• **Task goal**
Report every line of the records below that includes the string "mountain".
[[ Records to process open ]]
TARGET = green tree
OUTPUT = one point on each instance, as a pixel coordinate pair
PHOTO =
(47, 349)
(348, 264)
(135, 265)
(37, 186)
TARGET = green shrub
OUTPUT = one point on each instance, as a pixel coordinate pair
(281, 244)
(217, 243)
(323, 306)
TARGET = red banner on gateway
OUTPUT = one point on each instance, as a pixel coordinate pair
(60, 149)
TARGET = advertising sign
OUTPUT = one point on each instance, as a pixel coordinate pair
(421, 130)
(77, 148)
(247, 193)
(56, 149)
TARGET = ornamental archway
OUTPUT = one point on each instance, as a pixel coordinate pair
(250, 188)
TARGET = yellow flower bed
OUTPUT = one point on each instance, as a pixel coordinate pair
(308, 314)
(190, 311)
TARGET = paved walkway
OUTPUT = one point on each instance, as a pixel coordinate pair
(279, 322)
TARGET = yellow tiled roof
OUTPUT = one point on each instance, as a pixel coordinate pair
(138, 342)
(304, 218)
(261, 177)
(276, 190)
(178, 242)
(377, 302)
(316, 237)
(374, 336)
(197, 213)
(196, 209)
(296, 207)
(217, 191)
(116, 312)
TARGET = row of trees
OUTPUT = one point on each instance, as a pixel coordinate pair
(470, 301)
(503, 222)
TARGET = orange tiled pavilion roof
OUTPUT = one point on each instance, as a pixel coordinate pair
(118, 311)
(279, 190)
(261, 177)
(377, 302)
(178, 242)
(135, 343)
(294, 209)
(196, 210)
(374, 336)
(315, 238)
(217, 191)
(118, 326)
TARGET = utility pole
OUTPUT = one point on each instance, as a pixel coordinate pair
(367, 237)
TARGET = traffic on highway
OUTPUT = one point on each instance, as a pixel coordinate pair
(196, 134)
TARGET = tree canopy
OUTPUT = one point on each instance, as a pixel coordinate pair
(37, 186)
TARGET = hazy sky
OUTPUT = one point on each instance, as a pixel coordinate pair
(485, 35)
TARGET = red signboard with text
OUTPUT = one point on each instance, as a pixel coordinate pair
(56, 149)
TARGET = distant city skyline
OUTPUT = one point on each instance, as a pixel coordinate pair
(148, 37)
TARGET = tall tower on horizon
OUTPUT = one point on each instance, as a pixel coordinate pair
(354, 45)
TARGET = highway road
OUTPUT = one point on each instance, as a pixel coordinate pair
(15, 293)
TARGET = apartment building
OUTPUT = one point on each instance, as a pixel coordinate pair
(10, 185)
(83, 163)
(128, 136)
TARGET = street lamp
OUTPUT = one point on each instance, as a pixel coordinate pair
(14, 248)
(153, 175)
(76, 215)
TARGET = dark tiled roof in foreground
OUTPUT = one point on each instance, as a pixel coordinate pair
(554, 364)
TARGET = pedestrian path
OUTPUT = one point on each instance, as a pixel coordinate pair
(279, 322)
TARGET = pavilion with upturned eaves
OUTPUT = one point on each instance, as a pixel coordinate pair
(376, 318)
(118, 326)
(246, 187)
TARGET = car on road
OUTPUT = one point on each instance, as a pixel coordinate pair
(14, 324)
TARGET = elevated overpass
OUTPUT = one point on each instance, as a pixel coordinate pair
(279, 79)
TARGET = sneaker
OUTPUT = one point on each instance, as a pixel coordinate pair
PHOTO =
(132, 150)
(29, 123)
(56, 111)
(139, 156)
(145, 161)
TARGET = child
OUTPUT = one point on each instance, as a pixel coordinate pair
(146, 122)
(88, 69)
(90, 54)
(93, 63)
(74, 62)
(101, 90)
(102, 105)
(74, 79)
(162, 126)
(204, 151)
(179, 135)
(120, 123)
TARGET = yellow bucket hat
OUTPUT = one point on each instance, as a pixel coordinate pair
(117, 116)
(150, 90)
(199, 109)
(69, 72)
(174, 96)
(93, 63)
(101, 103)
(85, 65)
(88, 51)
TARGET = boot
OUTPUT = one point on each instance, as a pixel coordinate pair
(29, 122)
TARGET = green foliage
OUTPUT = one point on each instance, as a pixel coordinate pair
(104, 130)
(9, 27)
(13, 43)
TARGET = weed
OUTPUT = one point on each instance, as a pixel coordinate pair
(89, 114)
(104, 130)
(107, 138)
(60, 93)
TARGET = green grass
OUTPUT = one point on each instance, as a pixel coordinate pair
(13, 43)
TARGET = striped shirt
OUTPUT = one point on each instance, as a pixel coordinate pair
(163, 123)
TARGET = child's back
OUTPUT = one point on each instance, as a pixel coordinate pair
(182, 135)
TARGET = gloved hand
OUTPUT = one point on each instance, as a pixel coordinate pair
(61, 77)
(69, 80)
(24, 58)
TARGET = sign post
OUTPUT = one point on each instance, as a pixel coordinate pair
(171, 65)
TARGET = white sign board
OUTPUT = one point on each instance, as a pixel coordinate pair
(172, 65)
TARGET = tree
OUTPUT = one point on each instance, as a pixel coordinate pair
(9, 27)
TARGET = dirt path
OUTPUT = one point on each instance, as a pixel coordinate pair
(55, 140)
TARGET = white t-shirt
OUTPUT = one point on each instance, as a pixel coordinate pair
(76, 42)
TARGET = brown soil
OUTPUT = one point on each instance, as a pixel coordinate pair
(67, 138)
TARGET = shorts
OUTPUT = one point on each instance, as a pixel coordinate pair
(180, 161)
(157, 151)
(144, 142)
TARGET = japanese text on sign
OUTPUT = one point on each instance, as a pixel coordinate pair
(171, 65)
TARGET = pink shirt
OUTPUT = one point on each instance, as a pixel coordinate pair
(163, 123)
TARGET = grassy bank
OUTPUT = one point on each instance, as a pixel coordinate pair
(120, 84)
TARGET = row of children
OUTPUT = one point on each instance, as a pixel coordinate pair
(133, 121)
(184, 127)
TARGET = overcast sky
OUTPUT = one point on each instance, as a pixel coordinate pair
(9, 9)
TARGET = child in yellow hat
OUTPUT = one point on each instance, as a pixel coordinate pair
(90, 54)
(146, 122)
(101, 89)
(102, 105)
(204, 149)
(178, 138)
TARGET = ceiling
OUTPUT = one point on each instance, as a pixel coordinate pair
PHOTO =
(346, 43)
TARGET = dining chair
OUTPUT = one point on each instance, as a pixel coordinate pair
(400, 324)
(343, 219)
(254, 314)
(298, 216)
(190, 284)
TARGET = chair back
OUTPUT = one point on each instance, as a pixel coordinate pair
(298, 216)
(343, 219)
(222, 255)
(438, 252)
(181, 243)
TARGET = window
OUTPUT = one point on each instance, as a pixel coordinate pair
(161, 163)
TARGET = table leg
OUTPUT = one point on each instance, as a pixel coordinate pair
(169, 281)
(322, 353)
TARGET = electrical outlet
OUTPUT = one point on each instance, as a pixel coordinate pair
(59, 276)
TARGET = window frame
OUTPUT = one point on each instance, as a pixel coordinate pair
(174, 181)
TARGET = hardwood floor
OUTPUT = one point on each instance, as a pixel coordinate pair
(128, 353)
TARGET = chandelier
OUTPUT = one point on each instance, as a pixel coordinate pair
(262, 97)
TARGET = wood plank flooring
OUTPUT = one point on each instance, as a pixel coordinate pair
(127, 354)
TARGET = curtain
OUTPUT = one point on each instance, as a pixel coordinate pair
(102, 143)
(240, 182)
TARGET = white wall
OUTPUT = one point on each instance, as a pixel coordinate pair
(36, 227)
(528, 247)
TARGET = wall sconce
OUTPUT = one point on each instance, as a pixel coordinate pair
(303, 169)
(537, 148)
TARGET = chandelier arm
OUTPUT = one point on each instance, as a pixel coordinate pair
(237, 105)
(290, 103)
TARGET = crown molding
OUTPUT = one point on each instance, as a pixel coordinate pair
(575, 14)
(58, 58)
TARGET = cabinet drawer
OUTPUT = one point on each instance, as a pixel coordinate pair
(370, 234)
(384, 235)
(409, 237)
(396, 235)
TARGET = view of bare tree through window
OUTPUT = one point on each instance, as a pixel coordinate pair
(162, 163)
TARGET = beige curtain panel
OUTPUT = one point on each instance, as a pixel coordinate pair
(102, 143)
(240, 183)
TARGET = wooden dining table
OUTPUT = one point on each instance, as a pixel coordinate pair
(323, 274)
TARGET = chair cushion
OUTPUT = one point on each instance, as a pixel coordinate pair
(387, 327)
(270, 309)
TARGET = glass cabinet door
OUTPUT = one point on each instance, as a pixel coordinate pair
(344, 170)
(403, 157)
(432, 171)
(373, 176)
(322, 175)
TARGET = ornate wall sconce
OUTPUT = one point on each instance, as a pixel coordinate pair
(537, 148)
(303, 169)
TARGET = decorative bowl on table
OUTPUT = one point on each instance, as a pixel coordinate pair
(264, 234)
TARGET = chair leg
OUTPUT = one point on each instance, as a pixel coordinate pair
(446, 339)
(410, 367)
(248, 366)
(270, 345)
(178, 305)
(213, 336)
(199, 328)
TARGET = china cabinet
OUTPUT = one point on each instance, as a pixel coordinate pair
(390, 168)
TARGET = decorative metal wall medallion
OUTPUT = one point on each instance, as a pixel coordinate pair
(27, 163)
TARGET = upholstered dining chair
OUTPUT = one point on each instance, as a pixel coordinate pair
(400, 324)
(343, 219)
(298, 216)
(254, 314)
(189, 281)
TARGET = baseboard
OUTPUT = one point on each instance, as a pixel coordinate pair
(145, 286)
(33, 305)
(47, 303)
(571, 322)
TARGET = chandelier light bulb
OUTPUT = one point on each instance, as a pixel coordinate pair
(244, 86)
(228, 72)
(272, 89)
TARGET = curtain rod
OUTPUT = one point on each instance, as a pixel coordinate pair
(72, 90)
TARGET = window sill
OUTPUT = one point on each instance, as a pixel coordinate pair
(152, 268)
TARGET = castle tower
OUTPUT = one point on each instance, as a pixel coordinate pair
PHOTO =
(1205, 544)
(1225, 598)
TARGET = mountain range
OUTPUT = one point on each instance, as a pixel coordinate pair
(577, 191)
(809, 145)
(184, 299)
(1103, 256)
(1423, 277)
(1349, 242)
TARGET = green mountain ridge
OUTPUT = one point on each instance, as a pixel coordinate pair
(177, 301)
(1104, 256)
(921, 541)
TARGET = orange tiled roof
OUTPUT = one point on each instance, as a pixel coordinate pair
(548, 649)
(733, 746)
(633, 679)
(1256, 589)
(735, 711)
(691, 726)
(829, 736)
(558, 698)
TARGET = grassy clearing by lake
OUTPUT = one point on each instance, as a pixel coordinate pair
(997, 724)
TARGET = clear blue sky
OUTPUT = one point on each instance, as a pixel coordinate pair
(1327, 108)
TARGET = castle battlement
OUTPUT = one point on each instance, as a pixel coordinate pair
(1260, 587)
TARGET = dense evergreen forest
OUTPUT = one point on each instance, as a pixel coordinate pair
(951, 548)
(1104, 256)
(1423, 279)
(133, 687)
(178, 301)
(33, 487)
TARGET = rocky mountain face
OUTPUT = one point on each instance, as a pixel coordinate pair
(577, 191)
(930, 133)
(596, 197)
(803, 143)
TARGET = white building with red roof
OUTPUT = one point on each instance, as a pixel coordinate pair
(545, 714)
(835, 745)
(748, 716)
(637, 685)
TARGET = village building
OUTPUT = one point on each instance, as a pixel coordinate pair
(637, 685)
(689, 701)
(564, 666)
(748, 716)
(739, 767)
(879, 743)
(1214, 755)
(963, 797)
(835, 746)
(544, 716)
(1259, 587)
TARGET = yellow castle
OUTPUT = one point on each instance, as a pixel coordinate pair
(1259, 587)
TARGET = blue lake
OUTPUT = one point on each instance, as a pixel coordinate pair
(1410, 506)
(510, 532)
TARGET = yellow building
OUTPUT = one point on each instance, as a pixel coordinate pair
[[ Records to process closed ]]
• **Solution to this exercise**
TARGET = mountain range
TARGET = green mountain ridge
TARGET = rocky mountain face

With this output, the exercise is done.